## SELECTED EXCERPT
---*---
Facebook is like a refrigerator, you keep checking it every 5 minutes even though you know nothing is new.


----------



## Riy

When reading the thread = FFFFFFFFFFFFFFFFFFFFFFFFFFFFFFFFFFFFFFFFFF
Saw someone say april fools = ._.


----------



## amon91

Breaking news, totally not a prank: I sold myself to Facebook.


----------



## lib

You got me.
I spent a lot of time on Thorntree in the past. When the soft-ware got upgraded from TT3 to TT4 the social element of that internet site disappeared. Tony Wheeler sold a majority share in Lonely Planet, and thus Thorntree, about the same time so I could see parallels to PerC. I stopped posting on Thorntree. I had also just noticed that a member on INTJ Forum had just retired so I though nameno1had had read about the sale before me and had retired.
I'd just paid rent for another month in Tbilisi some hours ago so I was well aware of what day it was... and yet...


----------



## Trainwreck

At first I was thinking, "This is some downright Orwellian, 1984 shit right here. Now all the companies are going to know _everything_ about me."


----------



## NekoNinja

Dont scare me like that Happy! PersonalityCafe would be ruined...


----------



## Frowzle

FFFFFUFUUUUUUUUUUUUU -- 
oh. today's april 1st, isnt it.


----------



## Lycrester

I call April Fool's !!!


----------



## Surreal Snake

Had me.Hehe.


----------



## General Lee

Please tell me this is an All Fools Day joke.


----------



## PoppyPeedOnMySofa

Very funny.


----------



## StandardLawyer




----------



## floryshe

lol..

scared me for a minute!!


----------



## Cover3

aprils fools


----------



## The Unseen

Dear God, I hope this is just a bad April Fools joke...


----------



## Kastor

Bullshit XD


----------



## perennialurker

It makes no sense for Facebook to be acquiring other companies at this stage in its growth. It makes even less strategic sense for PerC to become a dating site. Nice try though.


----------



## How Do You KNOW

My level of frustration upon reading this is only matched by my level of relief upon seeing the date.


----------



## Ben

I almost panicked, but then I remembered what day it was.


----------



## Angelic Gardevoir

Nice try, Happy. :tongue:


----------



## Confounded

April fools!


----------
---*---
## SOURCE EXCERPT

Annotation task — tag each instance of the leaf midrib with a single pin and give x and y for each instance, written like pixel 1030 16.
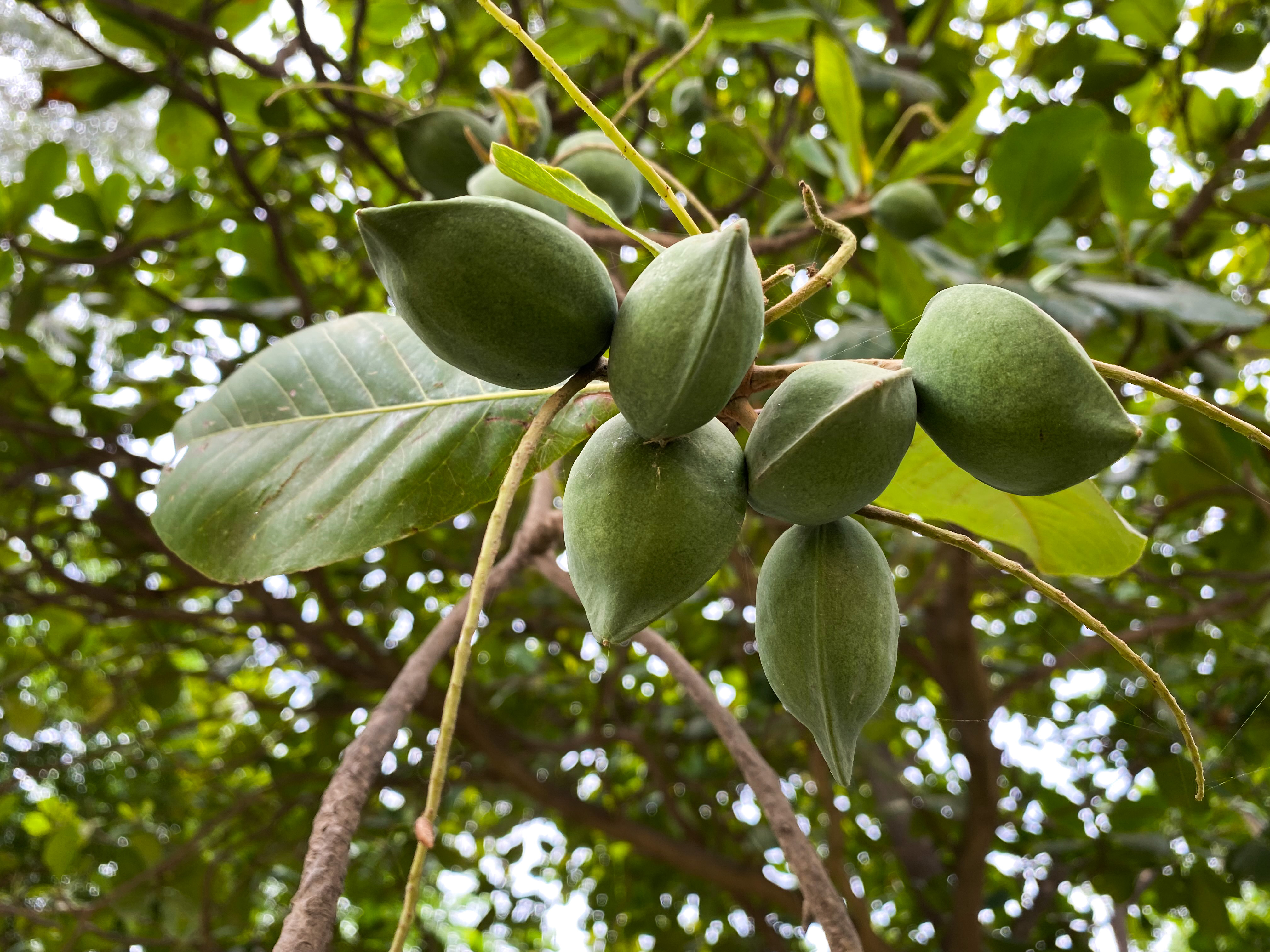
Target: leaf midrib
pixel 416 405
---*---
## PROBLEMS TO SOLVE
a) In the forum thread, rewrite the passage starting at "Facebook is like" and ending at "fools = ._.", changing "refrigerator" to "fridge".
b) Summarize the forum thread in two sentences.

## RESPONSES IN ORDER
a)
Facebook is like a fridge, you keep checking it every 5 minutes even though you know nothing is new.


----------



## Riy

When reading the thread = FFFFFFFFFFFFFFFFFFFFFFFFFFFFFFFFFFFFFFFFFF
Saw someone say april fools = ._.

b) Members of the forum thread react to an apparent claim that Facebook was acquiring PerC. Several admit a moment of fear or frustration before realizing the date and calling it an April Fools' joke, while one doubts that Facebook would buy other companies or that PerC would become a dating site.